[TEXTO APRESENTADO]:
+---+

3.3. Papel e responsabilidade do administrador

A figura do administrador imobiliário ganha ainda mais relevância nesses modelos. Não se trata apenas de intermediar contratos, mas de realizar a gestão integrada da experiência do usuário, da conservação dos imóveis e do cumprimento das obrigações legais.

Em colivings, essa responsabilidade pode incluir a gestão de conflitos interpessoais, cobrança de taxas vinculadas ao uso dos serviços e até a prestação de contas aos investidores. Já nos projetos BTR, o administrador assume frequentemente a interface entre o fundo proprietário e dezenas (ou centenas) de locatários, o que exige transparência, compliance e estrutura de governança.

Eventuais falhas de gestão podem gerar responsabilidade civil, tanto por vícios de prestação quanto por omissão na mediação de situações que comprometam a moradia digna ou a segurança do imóvel.

 

4. Oportunidades Para o Mercado Imobiliário Brasileiro

A incorporação dos modelos built-to-rent e coliving no cenário nacional representa mais do que uma simples inovação nos formatos de moradia: trata-se de uma resposta direta a transformações sociais, econômicas e culturais que desafiam os paradigmas tradicionais do setor imobiliário.

A nova geração de inquilinos — composta por jovens profissionais, estudantes, solteiros, casais sem filhos e nômades digitais — valoriza mobilidade, praticidade e acesso a serviços integrados, em detrimento da propriedade permanente. Para esse público, contratos flexíveis, moradias com espaços compartilhados e gestão profissionalizada não são diferenciais: são requisitos mínimos.

Esse comportamento favorece modelos como o coliving, que entrega praticidade e senso de comunidade, e o built-to-rent, que oferece estabilidade com padrão de qualidade em escala, com atendimento profissional e soluções tecnológicas acopladas à experiência do morador.

+---+

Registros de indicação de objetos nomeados
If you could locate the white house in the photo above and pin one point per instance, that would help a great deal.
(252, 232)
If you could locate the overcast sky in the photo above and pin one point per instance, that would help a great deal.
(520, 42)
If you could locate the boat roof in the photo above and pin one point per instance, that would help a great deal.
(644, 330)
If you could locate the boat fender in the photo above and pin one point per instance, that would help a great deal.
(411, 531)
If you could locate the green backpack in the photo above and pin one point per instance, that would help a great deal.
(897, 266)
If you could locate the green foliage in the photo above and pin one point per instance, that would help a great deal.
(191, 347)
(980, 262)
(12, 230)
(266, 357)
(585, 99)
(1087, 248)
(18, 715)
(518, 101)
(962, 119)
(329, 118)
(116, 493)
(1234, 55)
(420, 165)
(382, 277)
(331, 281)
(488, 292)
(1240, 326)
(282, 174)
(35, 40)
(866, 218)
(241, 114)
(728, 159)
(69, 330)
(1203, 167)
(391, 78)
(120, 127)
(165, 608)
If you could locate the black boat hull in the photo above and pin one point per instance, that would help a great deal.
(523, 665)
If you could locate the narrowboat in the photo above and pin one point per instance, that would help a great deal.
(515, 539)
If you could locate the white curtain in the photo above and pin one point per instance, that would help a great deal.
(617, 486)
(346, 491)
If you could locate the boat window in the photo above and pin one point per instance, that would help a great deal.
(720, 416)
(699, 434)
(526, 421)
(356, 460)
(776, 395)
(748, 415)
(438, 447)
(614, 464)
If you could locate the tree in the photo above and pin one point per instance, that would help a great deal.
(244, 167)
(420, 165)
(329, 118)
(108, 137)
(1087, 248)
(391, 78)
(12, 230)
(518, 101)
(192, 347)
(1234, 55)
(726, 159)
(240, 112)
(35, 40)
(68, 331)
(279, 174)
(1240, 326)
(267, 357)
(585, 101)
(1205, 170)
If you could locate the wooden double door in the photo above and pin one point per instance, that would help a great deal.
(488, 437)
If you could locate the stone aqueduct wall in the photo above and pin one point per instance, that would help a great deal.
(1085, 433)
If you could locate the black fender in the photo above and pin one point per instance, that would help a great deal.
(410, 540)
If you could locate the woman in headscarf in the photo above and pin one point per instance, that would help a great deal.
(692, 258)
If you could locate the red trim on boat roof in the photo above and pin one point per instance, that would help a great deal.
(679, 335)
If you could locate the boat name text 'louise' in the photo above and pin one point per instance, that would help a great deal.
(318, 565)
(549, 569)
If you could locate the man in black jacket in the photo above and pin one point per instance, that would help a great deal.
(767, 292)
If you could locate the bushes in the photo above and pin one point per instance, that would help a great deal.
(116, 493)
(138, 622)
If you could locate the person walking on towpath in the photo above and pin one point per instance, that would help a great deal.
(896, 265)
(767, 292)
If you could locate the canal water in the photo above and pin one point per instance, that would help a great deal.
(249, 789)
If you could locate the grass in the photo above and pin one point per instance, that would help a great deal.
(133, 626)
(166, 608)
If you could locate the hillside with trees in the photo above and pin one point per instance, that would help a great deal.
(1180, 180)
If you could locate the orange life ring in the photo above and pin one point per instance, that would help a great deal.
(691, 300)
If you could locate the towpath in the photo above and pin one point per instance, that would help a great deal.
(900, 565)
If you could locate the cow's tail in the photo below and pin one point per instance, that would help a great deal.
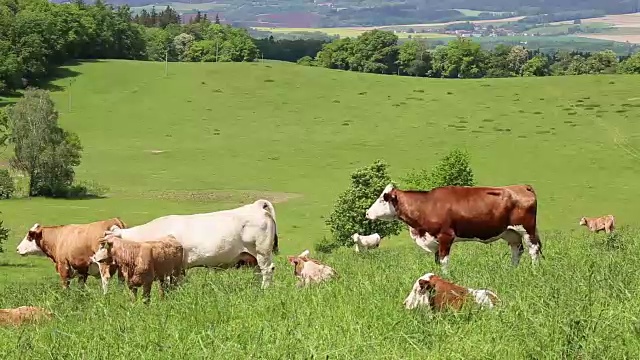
(266, 205)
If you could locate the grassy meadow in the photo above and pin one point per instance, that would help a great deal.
(214, 136)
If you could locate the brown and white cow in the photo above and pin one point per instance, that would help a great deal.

+---+

Transcreva na íntegra o texto sobre coliving e built-to-rent apresentado acima, sem qualquer alteração.

[EM RESPOSTA]:
3.3. Papel e responsabilidade do administrador

A figura do administrador imobiliário ganha ainda mais relevância nesses modelos. Não se trata apenas de intermediar contratos, mas de realizar a gestão integrada da experiência do usuário, da conservação dos imóveis e do cumprimento das obrigações legais.

Em colivings, essa responsabilidade pode incluir a gestão de conflitos interpessoais, cobrança de taxas vinculadas ao uso dos serviços e até a prestação de contas aos investidores. Já nos projetos BTR, o administrador assume frequentemente a interface entre o fundo proprietário e dezenas (ou centenas) de locatários, o que exige transparência, compliance e estrutura de governança.

Eventuais falhas de gestão podem gerar responsabilidade civil, tanto por vícios de prestação quanto por omissão na mediação de situações que comprometam a moradia digna ou a segurança do imóvel.

 

4. Oportunidades Para o Mercado Imobiliário Brasileiro

A incorporação dos modelos built-to-rent e coliving no cenário nacional representa mais do que uma simples inovação nos formatos de moradia: trata-se de uma resposta direta a transformações sociais, econômicas e culturais que desafiam os paradigmas tradicionais do setor imobiliário.

A nova geração de inquilinos — composta por jovens profissionais, estudantes, solteiros, casais sem filhos e nômades digitais — valoriza mobilidade, praticidade e acesso a serviços integrados, em detrimento da propriedade permanente. Para esse público, contratos flexíveis, moradias com espaços compartilhados e gestão profissionalizada não são diferenciais: são requisitos mínimos.

Esse comportamento favorece modelos como o coliving, que entrega praticidade e senso de comunidade, e o built-to-rent, que oferece estabilidade com padrão de qualidade em escala, com atendimento profissional e soluções tecnológicas acopladas à experiência do morador.